Excerpts of pointing data
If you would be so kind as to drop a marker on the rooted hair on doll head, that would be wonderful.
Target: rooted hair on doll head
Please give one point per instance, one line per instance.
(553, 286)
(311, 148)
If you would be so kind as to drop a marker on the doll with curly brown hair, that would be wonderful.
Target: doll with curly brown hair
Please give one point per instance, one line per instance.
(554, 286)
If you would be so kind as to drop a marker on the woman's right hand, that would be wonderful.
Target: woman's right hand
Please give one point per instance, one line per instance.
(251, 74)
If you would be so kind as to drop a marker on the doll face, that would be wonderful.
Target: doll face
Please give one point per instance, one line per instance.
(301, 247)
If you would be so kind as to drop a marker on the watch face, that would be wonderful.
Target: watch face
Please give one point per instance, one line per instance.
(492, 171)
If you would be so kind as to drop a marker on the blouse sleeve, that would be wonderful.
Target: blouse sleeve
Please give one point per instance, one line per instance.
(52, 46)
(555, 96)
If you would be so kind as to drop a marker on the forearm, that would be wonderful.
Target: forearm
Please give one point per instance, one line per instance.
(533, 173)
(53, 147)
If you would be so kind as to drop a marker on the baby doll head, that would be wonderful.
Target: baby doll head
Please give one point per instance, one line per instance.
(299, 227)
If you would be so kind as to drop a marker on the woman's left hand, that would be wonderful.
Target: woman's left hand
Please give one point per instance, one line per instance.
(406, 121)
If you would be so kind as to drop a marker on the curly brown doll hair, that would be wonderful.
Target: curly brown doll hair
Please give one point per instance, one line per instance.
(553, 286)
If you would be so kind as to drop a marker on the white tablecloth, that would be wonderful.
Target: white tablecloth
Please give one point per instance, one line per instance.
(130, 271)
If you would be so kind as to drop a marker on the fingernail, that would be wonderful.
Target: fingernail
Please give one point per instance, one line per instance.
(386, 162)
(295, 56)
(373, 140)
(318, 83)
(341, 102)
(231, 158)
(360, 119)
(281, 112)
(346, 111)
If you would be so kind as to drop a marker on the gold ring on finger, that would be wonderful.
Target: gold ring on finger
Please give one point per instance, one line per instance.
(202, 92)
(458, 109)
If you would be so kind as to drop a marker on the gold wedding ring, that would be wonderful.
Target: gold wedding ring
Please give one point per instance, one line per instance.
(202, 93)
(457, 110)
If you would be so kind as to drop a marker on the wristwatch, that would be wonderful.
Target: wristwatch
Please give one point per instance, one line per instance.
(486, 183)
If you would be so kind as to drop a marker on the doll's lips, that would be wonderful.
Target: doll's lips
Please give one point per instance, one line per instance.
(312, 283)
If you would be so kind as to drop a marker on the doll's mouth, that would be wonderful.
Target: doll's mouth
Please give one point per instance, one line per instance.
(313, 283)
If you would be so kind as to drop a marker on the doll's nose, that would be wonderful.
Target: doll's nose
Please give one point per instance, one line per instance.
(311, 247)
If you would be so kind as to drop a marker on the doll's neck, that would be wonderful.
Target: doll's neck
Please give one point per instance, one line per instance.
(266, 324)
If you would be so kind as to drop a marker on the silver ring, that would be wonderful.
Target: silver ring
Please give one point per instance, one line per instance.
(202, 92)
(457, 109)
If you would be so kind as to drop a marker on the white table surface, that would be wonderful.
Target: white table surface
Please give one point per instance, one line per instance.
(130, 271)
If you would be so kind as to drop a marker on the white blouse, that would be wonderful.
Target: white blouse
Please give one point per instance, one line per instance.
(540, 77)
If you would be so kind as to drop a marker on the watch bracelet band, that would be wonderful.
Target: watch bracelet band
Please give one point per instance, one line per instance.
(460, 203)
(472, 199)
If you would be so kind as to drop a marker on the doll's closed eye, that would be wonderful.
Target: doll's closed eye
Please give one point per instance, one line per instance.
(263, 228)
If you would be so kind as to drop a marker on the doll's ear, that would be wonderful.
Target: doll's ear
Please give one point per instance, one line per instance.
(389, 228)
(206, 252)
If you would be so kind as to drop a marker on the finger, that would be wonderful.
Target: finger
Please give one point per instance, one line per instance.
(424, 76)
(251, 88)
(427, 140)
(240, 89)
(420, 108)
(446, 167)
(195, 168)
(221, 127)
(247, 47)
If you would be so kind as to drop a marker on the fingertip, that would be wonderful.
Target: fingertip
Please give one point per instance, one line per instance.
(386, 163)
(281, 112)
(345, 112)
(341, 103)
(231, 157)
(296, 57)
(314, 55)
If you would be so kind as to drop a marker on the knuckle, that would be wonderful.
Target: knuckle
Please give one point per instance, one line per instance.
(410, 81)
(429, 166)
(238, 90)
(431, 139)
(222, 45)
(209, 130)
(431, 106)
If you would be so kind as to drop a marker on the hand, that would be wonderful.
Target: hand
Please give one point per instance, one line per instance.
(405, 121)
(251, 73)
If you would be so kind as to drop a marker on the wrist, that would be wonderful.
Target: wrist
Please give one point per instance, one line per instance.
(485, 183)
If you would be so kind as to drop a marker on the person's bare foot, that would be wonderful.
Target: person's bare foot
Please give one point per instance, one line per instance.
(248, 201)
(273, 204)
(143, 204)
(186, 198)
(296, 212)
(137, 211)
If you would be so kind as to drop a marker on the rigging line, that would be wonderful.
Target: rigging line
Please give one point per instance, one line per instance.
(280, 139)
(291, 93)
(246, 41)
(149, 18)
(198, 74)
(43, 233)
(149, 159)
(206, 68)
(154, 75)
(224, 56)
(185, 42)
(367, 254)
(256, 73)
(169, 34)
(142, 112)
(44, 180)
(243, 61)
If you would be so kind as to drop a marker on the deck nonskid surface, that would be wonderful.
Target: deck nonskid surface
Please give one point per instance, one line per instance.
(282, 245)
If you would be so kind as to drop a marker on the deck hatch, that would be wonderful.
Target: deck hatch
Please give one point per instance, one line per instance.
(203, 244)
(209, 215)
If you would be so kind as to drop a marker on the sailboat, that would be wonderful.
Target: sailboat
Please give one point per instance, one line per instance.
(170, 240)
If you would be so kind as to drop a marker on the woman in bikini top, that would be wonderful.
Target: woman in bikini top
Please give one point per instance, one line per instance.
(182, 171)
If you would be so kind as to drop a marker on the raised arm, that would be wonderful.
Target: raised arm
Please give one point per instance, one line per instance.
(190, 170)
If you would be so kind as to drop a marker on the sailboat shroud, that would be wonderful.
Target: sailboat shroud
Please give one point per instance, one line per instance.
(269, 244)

TASK TO CARRY OUT
The entries above must be returned exactly.

OUTPUT FOR THIS EXERCISE
If you would be so kind as to drop a marker on the rooted hair on doll head, that would be wonderful.
Target: rooted hair on doll head
Please give one point per instance, one line per instance.
(553, 286)
(311, 148)
If you would be so kind as to drop a marker on the doll with curly brown hair, that would be wonderful.
Target: doll with curly brown hair
Please give one point per instance, one line per instance.
(554, 286)
If you would be so kind as to drop a marker on the woman's right hand, that would be wonderful.
Target: woman's right hand
Please give one point per instance, one line per instance.
(251, 74)
If you would be so kind as to drop a marker on the doll face, that would be wonderful.
Target: doll face
Please give one point per instance, one line per instance.
(301, 247)
If you would be so kind as to drop a marker on the watch face, that would be wonderful.
Target: watch face
Please give one point per instance, one line per instance.
(492, 171)
If you would be so kind as to drop a marker on the blouse sleeve, that would be wonderful.
Target: blouse sleeve
Please give one point per instance, one line per instance.
(52, 46)
(555, 96)
If you would be so kind as to drop a marker on the forearm, that would be wonderful.
Target: forearm
Please give one point per instance, one line per instance.
(533, 173)
(53, 147)
If you would be so kind as to drop a marker on the baby doll head, that would be wonderful.
Target: baby doll head
Please give one point per instance, one line per instance.
(299, 227)
If you would be so kind as to drop a marker on the woman's left hand, that would be wonderful.
Target: woman's left hand
Please give one point per instance, one line per instance.
(406, 121)
If you would be so kind as to drop a marker on the curly brown doll hair, that would be wonderful.
Target: curly brown doll hair
Please give one point per instance, one line per instance.
(553, 286)
If you would be so kind as to drop a marker on the white tablecloth, that would be wonderful.
Target: white tablecloth
Please give one point per instance, one line per instance.
(130, 271)
If you would be so kind as to drop a marker on the fingernail, that would be wonderful.
Target: fingernail
Please give one point per instance, one line per instance.
(386, 162)
(295, 56)
(373, 140)
(318, 83)
(341, 102)
(231, 158)
(360, 119)
(281, 112)
(346, 111)
If you would be so kind as to drop a marker on the gold ring on finger, that would be wonderful.
Target: gold ring on finger
Please give one point per instance, one line per instance.
(202, 92)
(458, 109)
If you would be so kind as to drop a marker on the gold wedding ring, that would be wonderful.
Target: gold wedding ring
Please give one point per instance, one line per instance.
(202, 93)
(457, 110)
If you would be so kind as to drop a marker on the wristwatch, that would be wonderful.
Target: wristwatch
Please give one point per instance, one line per instance.
(486, 183)
If you would be so kind as to drop a marker on the doll's lips, that would be wonderful.
Target: doll's lips
Please give one point per instance, one line per instance.
(312, 283)
If you would be so kind as to drop a marker on the doll's mouth, that would be wonderful.
Target: doll's mouth
Please give one point per instance, one line per instance.
(313, 283)
If you would be so kind as to drop a marker on the doll's nose, that would be wonderful.
Target: doll's nose
Please give one point per instance, one line per instance.
(311, 247)
If you would be so kind as to drop a marker on the doll's neck, that would be wonderful.
Target: doll's neck
Please give one point per instance, one line per instance.
(266, 324)
If you would be so kind as to drop a marker on the silver ring, that would be wonderful.
Target: silver ring
Please give one point per instance, one line per instance.
(202, 92)
(457, 109)
If you would be so kind as to drop a marker on the white table surface, that would be wonderful.
Target: white table surface
Please give one point per instance, one line per instance.
(130, 271)
If you would be so kind as to drop a marker on the white blouse, that would be wonderful.
Target: white blouse
Please give one point per instance, one line per instance.
(540, 77)
If you would be so kind as to drop a marker on the watch bracelet band, that would be wonderful.
Target: watch bracelet band
Please give one point per instance, one line per instance.
(460, 203)
(472, 199)
If you would be so kind as to drop a marker on the doll's closed eye, that would be wonderful.
Target: doll's closed eye
Please give one point per instance, one line per instance.
(263, 228)
If you would be so kind as to drop a marker on the doll's ear, that would be wonderful.
Target: doll's ear
Please give one point per instance, one line per instance.
(389, 228)
(206, 252)
If you would be so kind as to drop a marker on the finger, that would be wonderful.
Target: finger
Please give one point per instance, one line per instance.
(424, 76)
(251, 88)
(427, 140)
(240, 89)
(420, 108)
(446, 167)
(195, 168)
(221, 127)
(247, 47)
If you would be so kind as to drop a marker on the fingertip, that would be wonderful.
Target: fingertip
Please give one point per instance, one line per instance.
(386, 163)
(281, 112)
(345, 112)
(341, 103)
(231, 157)
(296, 57)
(314, 55)
If you would be so kind as to drop a marker on the knuckle, that would be wonderful.
Target: knuckle
Please give one point per instance, one line per instance.
(410, 81)
(429, 166)
(238, 90)
(431, 139)
(222, 45)
(209, 130)
(431, 106)
If you would be so kind as to drop a marker on the hand, that would be wonderful.
Target: hand
Please give one point per instance, one line per instance.
(405, 121)
(251, 73)
If you would be so kind as to drop a marker on the wrist, that would be wonderful.
Target: wrist
Please give one point per instance, one line per instance.
(485, 183)
If you would be so kind as to drop a marker on the person's bare foot, that would be wonderful.
Target: person's bare foot
Please give one point per instance, one line per instance.
(248, 201)
(273, 204)
(143, 204)
(186, 198)
(296, 212)
(137, 211)
If you would be so kind as to drop a marker on the rigging line, that would be wonderful.
Target: rigging line
Please give one point per instance, one line per instance.
(280, 139)
(291, 93)
(246, 41)
(149, 18)
(198, 74)
(43, 233)
(149, 159)
(206, 68)
(154, 75)
(224, 56)
(185, 42)
(367, 254)
(256, 73)
(169, 34)
(142, 112)
(44, 180)
(243, 61)
If you would be so kind as to drop a marker on the deck nonskid surface, that would be wonderful.
Target: deck nonskid surface
Please give one point per instance, one line per instance.
(282, 245)
If you would be so kind as to drop a marker on the deck hatch, that would be wonderful.
Target: deck hatch
Please give one point per instance, one line per instance.
(203, 244)
(209, 215)
If you would be so kind as to drop a marker on the sailboat, that would be wonderful.
Target: sailboat
Please give one point per instance, one line per instance.
(170, 240)
If you would be so kind as to drop a marker on the woman in bikini top, that would be wonderful.
Target: woman in bikini top
Please give one point per instance, one line per instance.
(182, 171)
If you would be so kind as to drop a marker on the raised arm, that would be wonderful.
Target: raised arm
Please give one point per instance, one line per instance.
(190, 170)
If you would be so kind as to drop a marker on the sailboat shroud, that would be wonderful.
Target: sailboat shroud
Please give one point per instance, one line per instance.
(269, 244)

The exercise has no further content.